| WHAT YOU NEED TO DO |
Your answer should be every line from the records that contains "Drop".

-------- DATA TO PROCESS --------

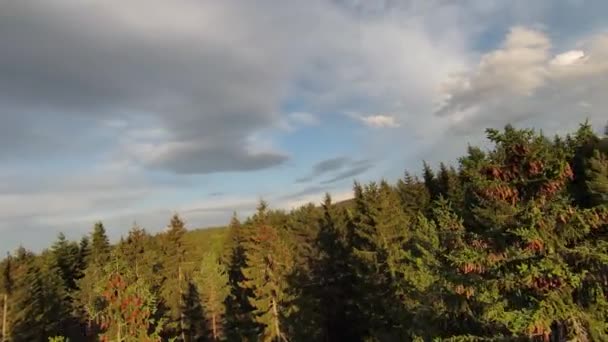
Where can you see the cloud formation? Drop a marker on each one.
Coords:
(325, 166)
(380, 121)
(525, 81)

--------
-------- DATA TO PROCESS --------

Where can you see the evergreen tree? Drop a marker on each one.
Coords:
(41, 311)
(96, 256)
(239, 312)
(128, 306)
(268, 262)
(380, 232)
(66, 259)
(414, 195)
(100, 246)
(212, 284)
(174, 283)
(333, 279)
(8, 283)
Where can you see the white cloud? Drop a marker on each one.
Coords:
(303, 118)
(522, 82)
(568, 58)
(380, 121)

--------
-------- DATA TO PROCESS --------

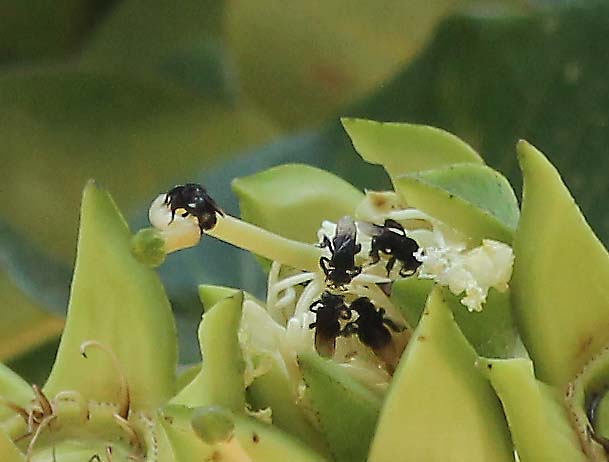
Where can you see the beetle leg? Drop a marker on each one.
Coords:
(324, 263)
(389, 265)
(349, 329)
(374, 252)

--------

| TASK RESPONSE |
Where can you see the cloud formation? Drop a marker on each one.
Where can you see the evergreen tree? Drop a marker on each one.
Where can you see the white cloud? Drop a marker on each one.
Where can you see the beetle leg? Drop a marker on each one.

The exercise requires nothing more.